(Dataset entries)
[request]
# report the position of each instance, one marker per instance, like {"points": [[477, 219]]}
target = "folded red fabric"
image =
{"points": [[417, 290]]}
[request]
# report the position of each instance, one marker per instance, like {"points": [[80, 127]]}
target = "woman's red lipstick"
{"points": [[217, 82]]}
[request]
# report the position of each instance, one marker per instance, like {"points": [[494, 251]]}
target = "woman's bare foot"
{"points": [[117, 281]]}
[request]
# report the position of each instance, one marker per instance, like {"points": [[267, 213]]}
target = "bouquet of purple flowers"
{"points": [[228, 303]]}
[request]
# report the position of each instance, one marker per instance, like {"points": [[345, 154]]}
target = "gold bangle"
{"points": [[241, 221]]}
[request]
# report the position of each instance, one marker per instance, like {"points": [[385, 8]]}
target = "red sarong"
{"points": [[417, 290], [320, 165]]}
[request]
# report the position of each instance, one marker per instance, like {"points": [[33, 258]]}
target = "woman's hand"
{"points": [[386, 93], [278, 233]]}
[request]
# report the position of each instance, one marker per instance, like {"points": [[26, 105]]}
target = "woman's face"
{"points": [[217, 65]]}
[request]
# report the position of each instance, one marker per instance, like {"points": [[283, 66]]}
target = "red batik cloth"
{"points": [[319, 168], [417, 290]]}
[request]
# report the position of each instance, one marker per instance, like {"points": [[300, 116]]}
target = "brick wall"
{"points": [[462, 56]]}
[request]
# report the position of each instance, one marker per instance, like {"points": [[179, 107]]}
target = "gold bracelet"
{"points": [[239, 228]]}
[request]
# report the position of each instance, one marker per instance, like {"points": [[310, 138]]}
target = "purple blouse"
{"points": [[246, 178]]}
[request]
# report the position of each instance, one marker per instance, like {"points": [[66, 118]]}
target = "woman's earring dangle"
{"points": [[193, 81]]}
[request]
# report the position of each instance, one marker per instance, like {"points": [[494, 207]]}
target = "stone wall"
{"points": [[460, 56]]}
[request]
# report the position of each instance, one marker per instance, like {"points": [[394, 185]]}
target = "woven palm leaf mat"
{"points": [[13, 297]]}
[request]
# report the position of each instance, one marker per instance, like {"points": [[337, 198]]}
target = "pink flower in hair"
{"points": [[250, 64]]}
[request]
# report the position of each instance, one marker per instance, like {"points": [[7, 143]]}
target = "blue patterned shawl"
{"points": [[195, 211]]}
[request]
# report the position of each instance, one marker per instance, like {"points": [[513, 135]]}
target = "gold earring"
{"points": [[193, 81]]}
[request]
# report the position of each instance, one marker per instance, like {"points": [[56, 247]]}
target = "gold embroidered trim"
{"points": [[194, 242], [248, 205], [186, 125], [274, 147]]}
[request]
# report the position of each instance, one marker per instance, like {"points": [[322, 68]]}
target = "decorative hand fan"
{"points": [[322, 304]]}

**Aim:** Copy the material above, line for line.

**Result for this exercise:**
[request]
# report the position of each instance, one marker per instance, like {"points": [[477, 219]]}
target = "folded red fabric"
image =
{"points": [[417, 290]]}
[request]
# report the position of each instance, one marker per instance, like {"points": [[80, 127]]}
target = "woman's red lipstick"
{"points": [[217, 82]]}
[request]
# report the position of each instance, one marker per instance, like {"points": [[494, 251]]}
target = "woman's bare foot"
{"points": [[117, 281]]}
[request]
# report the position of each instance, one marker per instance, like {"points": [[267, 213]]}
target = "bouquet of purple flowers"
{"points": [[228, 303]]}
[request]
# report the position of each instance, one marker per instance, like {"points": [[345, 154]]}
target = "gold bangle"
{"points": [[241, 221]]}
[request]
# report the position of each instance, one marker per instance, like {"points": [[385, 8]]}
target = "red sarong"
{"points": [[417, 290], [320, 165]]}
[request]
# report the position of each instance, one marker per instance, like {"points": [[33, 258]]}
target = "woman's hand"
{"points": [[386, 93], [278, 233]]}
[request]
# report the position of each instance, one marker per instance, like {"points": [[26, 105]]}
target = "woman's face"
{"points": [[217, 65]]}
[request]
# report the position of each instance, one marker per instance, like {"points": [[283, 66]]}
target = "red batik cloth"
{"points": [[319, 168], [417, 290]]}
[request]
# report the position of each instance, one marker per instance, like {"points": [[300, 116]]}
target = "brick wall"
{"points": [[462, 56]]}
[request]
# report the position of each instance, one marker per instance, like {"points": [[179, 107]]}
target = "gold bracelet"
{"points": [[239, 228]]}
[request]
# report the position of each instance, one marker per instance, like {"points": [[310, 138]]}
target = "purple blouse"
{"points": [[246, 178]]}
[request]
# report the position of each instance, one marker per instance, like {"points": [[66, 118]]}
target = "woman's earring dangle"
{"points": [[193, 81]]}
[request]
# report the position of each instance, one marker per instance, like {"points": [[494, 207]]}
target = "stone wall"
{"points": [[460, 56]]}
[request]
# report the position of each instance, one marker per instance, like {"points": [[394, 185]]}
target = "woven palm leaf mat"
{"points": [[13, 297]]}
[request]
# report the position of each instance, one marker per instance, like {"points": [[337, 198]]}
target = "pink flower in hair"
{"points": [[250, 64]]}
[request]
# report the position of each instance, one marker per instance, like {"points": [[7, 143]]}
target = "blue patterned shawl"
{"points": [[195, 211]]}
[request]
# report the position of each instance, one marker per instance, like {"points": [[513, 135]]}
target = "gold earring"
{"points": [[193, 81]]}
[request]
# report the position of each instance, one marker per instance, like {"points": [[56, 247]]}
target = "gold embroidered trim"
{"points": [[194, 242], [248, 205], [186, 125], [274, 147]]}
[request]
# report the position of each instance, one marker per instance, like {"points": [[322, 68]]}
target = "decorative hand fan"
{"points": [[322, 304]]}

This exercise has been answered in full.